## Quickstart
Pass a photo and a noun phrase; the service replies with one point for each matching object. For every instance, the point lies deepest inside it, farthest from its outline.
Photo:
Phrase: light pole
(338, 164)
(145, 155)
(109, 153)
※
**WHAT YOU NEED TO DO**
Copy the records above line for line, with no changes.

**EXERCISE SOLUTION**
## Quickstart
Pass a photo and a noun phrase; the service replies with one point for each matching object. For every instance, the point lies deepest inside it, farthest from its outline.
Photo:
Phrase: light pole
(338, 164)
(145, 155)
(109, 153)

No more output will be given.